— START Dataset records —

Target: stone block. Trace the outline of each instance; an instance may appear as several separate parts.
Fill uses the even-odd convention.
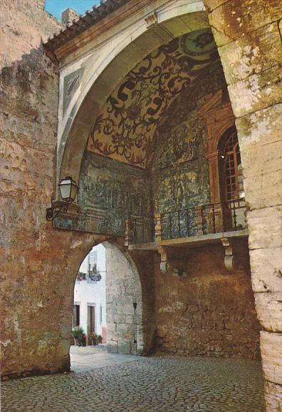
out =
[[[243,163],[244,154],[250,148],[254,148],[258,152],[258,148],[281,140],[281,116],[282,104],[279,103],[236,120]],[[263,153],[258,154],[263,156]],[[264,165],[266,160],[261,158],[260,161]]]
[[[255,293],[254,297],[258,319],[263,328],[282,332],[282,292]]]
[[[212,27],[224,34],[222,41],[225,39],[226,43],[227,38],[236,39],[242,35],[248,37],[251,32],[279,20],[281,14],[279,0],[241,0],[239,6],[237,0],[231,0],[221,4],[219,2],[209,19]],[[218,46],[221,46],[219,39],[215,38]]]
[[[263,209],[254,209],[247,213],[247,222],[249,232],[249,247],[251,249],[268,249],[270,262],[268,264],[276,264],[277,268],[282,269],[282,250],[274,257],[273,248],[278,252],[282,247],[282,206],[273,206]],[[256,251],[253,257],[258,257]],[[265,257],[265,254],[263,254]],[[253,263],[256,262],[253,258]],[[273,260],[272,259],[274,258]],[[262,263],[262,262],[261,262]],[[265,269],[265,265],[261,267]],[[254,271],[254,266],[252,266]]]
[[[226,3],[226,0],[204,0],[203,3],[206,7],[207,11],[212,11],[214,9],[216,9],[219,6],[221,6],[224,3]]]
[[[276,53],[270,53],[270,50]],[[277,23],[251,32],[219,48],[227,84],[258,74],[282,61],[282,47]]]
[[[251,210],[282,204],[282,173],[261,173],[244,180],[246,200]]]
[[[266,379],[282,385],[282,334],[261,331],[261,351]]]
[[[266,381],[264,384],[267,412],[282,411],[282,386]]]
[[[257,176],[263,172],[282,172],[282,140],[260,145],[249,145],[241,150],[244,176]]]
[[[281,249],[255,249],[250,258],[254,292],[282,292]]]
[[[258,74],[228,86],[233,112],[236,118],[281,102],[281,71],[276,65]]]

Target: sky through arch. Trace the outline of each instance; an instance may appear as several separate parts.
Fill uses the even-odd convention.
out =
[[[70,8],[79,14],[84,14],[99,3],[98,0],[46,0],[45,10],[61,21],[61,14],[66,9]]]

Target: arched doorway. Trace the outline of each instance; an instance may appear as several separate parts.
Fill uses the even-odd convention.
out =
[[[132,257],[110,242],[95,245],[83,259],[75,279],[72,344],[100,343],[114,354],[148,353],[143,300]],[[75,351],[70,350],[70,358],[72,354]]]

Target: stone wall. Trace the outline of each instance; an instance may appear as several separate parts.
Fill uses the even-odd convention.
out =
[[[35,3],[40,4],[0,2],[5,52],[0,74],[0,327],[1,374],[6,376],[69,370],[74,279],[99,242],[90,235],[66,235],[46,220],[55,195],[58,73],[41,43],[61,25]]]
[[[156,256],[157,350],[259,358],[260,325],[249,270],[228,272],[221,246],[182,250],[186,277],[160,272]]]
[[[267,410],[282,406],[281,7],[279,0],[204,0],[236,128],[250,211],[252,285],[263,331]],[[271,184],[269,184],[269,182]]]
[[[105,245],[108,351],[142,354],[143,304],[140,275],[129,256],[109,243]]]

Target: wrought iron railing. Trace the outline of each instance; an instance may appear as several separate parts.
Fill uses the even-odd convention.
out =
[[[171,210],[150,217],[130,217],[125,223],[126,244],[239,230],[246,227],[244,199]]]
[[[125,220],[125,244],[147,243],[154,240],[154,219],[135,216]]]
[[[57,229],[125,236],[125,219],[115,218],[107,210],[80,207],[78,211],[60,214],[53,224]]]
[[[161,239],[239,230],[246,226],[246,204],[238,199],[194,206],[160,215]]]

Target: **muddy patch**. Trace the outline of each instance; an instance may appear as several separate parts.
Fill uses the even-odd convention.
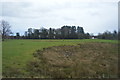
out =
[[[27,64],[32,77],[116,78],[117,45],[84,43],[44,48]]]

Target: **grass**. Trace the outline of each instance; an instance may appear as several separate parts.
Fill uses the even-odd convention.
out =
[[[6,40],[2,43],[3,77],[29,77],[26,64],[34,60],[36,50],[60,45],[76,45],[80,43],[103,42],[118,43],[116,40],[71,39],[71,40]]]

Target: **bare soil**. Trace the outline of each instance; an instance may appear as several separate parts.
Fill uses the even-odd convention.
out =
[[[37,50],[28,63],[32,77],[117,78],[118,47],[113,43],[82,43]]]

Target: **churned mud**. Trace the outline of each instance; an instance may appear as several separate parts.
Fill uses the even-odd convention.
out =
[[[27,64],[31,77],[117,78],[118,47],[112,43],[82,43],[44,48]]]

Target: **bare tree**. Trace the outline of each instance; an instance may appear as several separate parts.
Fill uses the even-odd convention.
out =
[[[7,21],[1,20],[1,22],[0,22],[0,34],[2,35],[2,40],[3,41],[11,33],[10,28],[11,28],[11,26],[9,25],[9,23]]]

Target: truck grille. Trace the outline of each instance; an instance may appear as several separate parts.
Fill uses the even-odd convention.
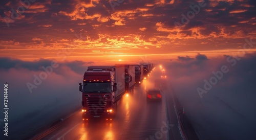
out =
[[[87,113],[92,115],[101,115],[106,113],[106,98],[102,97],[87,97]]]

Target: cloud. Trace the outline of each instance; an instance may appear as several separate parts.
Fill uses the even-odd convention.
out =
[[[200,54],[198,54],[196,56],[196,59],[198,60],[205,60],[208,59],[206,55]]]
[[[61,74],[63,72],[63,67],[67,66],[74,72],[81,74],[86,69],[87,64],[93,64],[94,62],[83,62],[82,61],[73,61],[70,62],[58,62],[55,60],[41,59],[34,61],[26,61],[19,59],[13,59],[7,57],[0,57],[0,70],[10,71],[11,69],[26,69],[35,72],[44,72],[45,68],[49,67],[52,65],[52,63],[58,65],[53,72],[56,74]]]
[[[178,56],[178,59],[179,60],[181,60],[181,61],[189,61],[189,60],[193,59],[193,58],[189,57],[187,55],[185,57]]]
[[[144,31],[145,30],[146,30],[146,28],[145,28],[145,27],[141,28],[139,28],[139,30],[140,30],[141,31]]]

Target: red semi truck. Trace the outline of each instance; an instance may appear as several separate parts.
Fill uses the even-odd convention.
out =
[[[113,118],[125,92],[125,69],[124,65],[88,66],[79,83],[83,120]]]

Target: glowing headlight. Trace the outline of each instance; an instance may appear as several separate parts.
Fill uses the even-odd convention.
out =
[[[112,109],[108,109],[106,110],[107,112],[112,112]]]

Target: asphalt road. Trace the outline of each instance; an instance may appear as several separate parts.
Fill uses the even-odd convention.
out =
[[[82,121],[77,111],[42,139],[182,139],[169,91],[161,90],[162,102],[147,102],[144,90],[151,87],[145,80],[124,96],[112,121]]]

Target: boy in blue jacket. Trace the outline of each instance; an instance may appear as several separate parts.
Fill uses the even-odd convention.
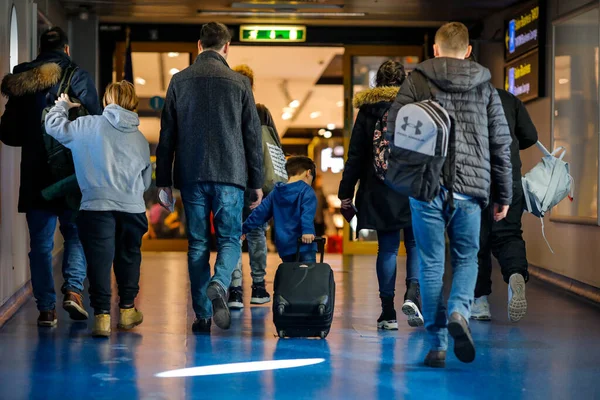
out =
[[[287,184],[275,186],[246,219],[242,232],[246,236],[273,218],[277,227],[275,244],[281,260],[296,261],[298,238],[301,237],[300,261],[316,262],[317,247],[313,242],[317,196],[311,185],[317,168],[310,158],[298,156],[290,157],[285,169],[289,177]]]

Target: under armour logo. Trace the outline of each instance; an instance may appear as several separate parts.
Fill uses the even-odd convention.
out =
[[[411,128],[415,128],[415,135],[421,134],[421,127],[423,126],[423,123],[421,121],[417,121],[417,124],[415,125],[408,122],[408,117],[404,117],[404,124],[402,124],[402,130],[406,131],[406,128],[409,126]]]

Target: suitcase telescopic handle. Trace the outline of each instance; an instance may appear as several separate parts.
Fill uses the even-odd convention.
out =
[[[325,243],[327,239],[321,236],[317,236],[314,240],[317,243],[317,248],[319,249],[319,253],[321,253],[321,264],[325,259]],[[302,238],[298,238],[298,246],[296,247],[296,262],[300,261],[300,245],[302,244]]]

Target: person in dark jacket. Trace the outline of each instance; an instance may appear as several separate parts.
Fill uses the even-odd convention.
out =
[[[254,88],[254,72],[252,69],[245,65],[239,65],[234,67],[233,70],[250,81],[250,87]],[[258,117],[260,124],[268,126],[275,133],[274,139],[275,144],[281,148],[281,141],[279,140],[279,134],[273,121],[271,112],[264,104],[257,104],[256,111],[258,111]],[[267,193],[265,193],[267,194]],[[244,194],[244,210],[243,219],[246,220],[250,215],[250,204],[252,190],[246,190]],[[267,292],[265,286],[265,276],[267,274],[267,224],[261,225],[246,235],[248,242],[248,254],[250,256],[250,274],[252,276],[252,296],[250,297],[250,304],[266,304],[271,301],[271,296]],[[237,266],[233,270],[231,284],[229,286],[229,299],[228,306],[230,309],[240,310],[244,308],[244,293],[242,290],[242,257],[237,263]]]
[[[481,215],[479,273],[471,318],[481,321],[489,321],[492,318],[487,297],[492,293],[493,254],[498,259],[504,281],[508,283],[508,317],[517,322],[527,313],[525,283],[529,280],[527,253],[521,229],[525,197],[521,184],[522,164],[519,151],[536,144],[538,134],[521,100],[506,90],[498,89],[498,94],[512,136],[510,158],[513,171],[513,200],[506,218],[502,221],[494,223],[490,207],[484,209]]]
[[[156,186],[166,194],[159,201],[171,207],[171,186],[180,189],[188,221],[194,332],[210,332],[211,316],[230,327],[227,290],[241,256],[244,189],[252,190],[254,209],[264,183],[260,119],[250,82],[227,65],[230,41],[225,25],[202,27],[196,62],[169,84],[156,150]],[[211,212],[218,247],[212,278]]]
[[[448,160],[456,170],[450,188],[453,199],[444,186],[429,203],[410,199],[423,314],[431,346],[425,365],[444,367],[448,332],[454,337],[457,358],[462,362],[475,359],[468,321],[477,280],[481,209],[487,206],[493,182],[494,219],[506,217],[512,202],[511,137],[489,70],[465,60],[471,53],[467,27],[458,22],[443,25],[436,33],[433,49],[435,58],[417,65],[413,72],[427,78],[429,91],[419,89],[421,85],[415,86],[418,78],[409,76],[390,109],[388,131],[396,132],[395,119],[403,105],[430,97],[453,120],[455,146],[451,143],[450,148],[455,147],[455,151],[450,151]],[[402,129],[400,125],[398,129]],[[454,272],[448,314],[442,294],[446,228]]]
[[[340,182],[338,197],[342,207],[352,207],[354,188],[360,181],[356,195],[358,210],[357,232],[362,229],[377,231],[377,279],[382,312],[377,320],[379,329],[398,329],[394,296],[400,231],[404,231],[406,247],[406,293],[402,311],[410,326],[422,326],[419,294],[417,249],[411,226],[408,197],[394,192],[375,175],[373,166],[373,136],[377,121],[382,120],[404,81],[404,66],[396,61],[384,62],[377,71],[376,87],[358,93],[354,107],[358,115],[350,138],[348,160]]]
[[[8,97],[8,102],[0,121],[0,140],[5,145],[22,149],[19,212],[27,216],[31,240],[31,284],[40,311],[40,326],[54,326],[57,323],[56,292],[52,277],[52,250],[57,220],[60,221],[60,231],[65,239],[63,307],[75,320],[88,317],[82,301],[86,262],[73,210],[62,199],[46,201],[42,197],[42,190],[55,183],[48,168],[42,139],[42,112],[44,108],[54,105],[63,71],[72,64],[67,35],[55,27],[42,34],[38,57],[32,62],[17,65],[13,73],[2,81],[2,94]],[[69,95],[79,99],[89,114],[101,114],[94,80],[86,71],[80,68],[75,71]]]

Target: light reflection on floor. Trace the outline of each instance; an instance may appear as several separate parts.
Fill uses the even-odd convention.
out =
[[[115,330],[109,340],[91,338],[87,324],[70,322],[62,310],[56,329],[38,329],[35,305],[27,303],[0,330],[0,399],[600,398],[599,309],[534,279],[528,286],[530,312],[515,325],[506,317],[506,286],[495,276],[495,320],[472,324],[475,363],[461,364],[449,355],[445,370],[431,370],[421,366],[427,351],[422,329],[409,328],[402,316],[397,332],[375,329],[374,257],[355,257],[343,266],[341,257],[328,255],[337,297],[327,340],[277,339],[268,305],[235,312],[230,331],[192,335],[185,260],[178,253],[144,255],[138,301],[144,324],[132,332]],[[277,260],[269,257],[270,291]],[[247,262],[244,273],[249,275]],[[314,358],[325,361],[238,374],[156,377],[184,368]]]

— END Dataset records —

Could you express the lines starting at the one containing "Target: **muddy patch**." and ending at the one containing "[[[27,64],[32,77],[116,78],[117,45],[84,43],[44,48]]]" as a JSON list of strings, one string per line with blank lines omitted? Leave the picture out of the answer.

[
  "Target: **muddy patch**. Trace the outline of each instance; an instance may appear as several separate parts.",
  "Fill uses the even-odd convention.",
  "out =",
  "[[[27,64],[32,77],[116,78],[117,45],[84,43],[44,48]]]"
]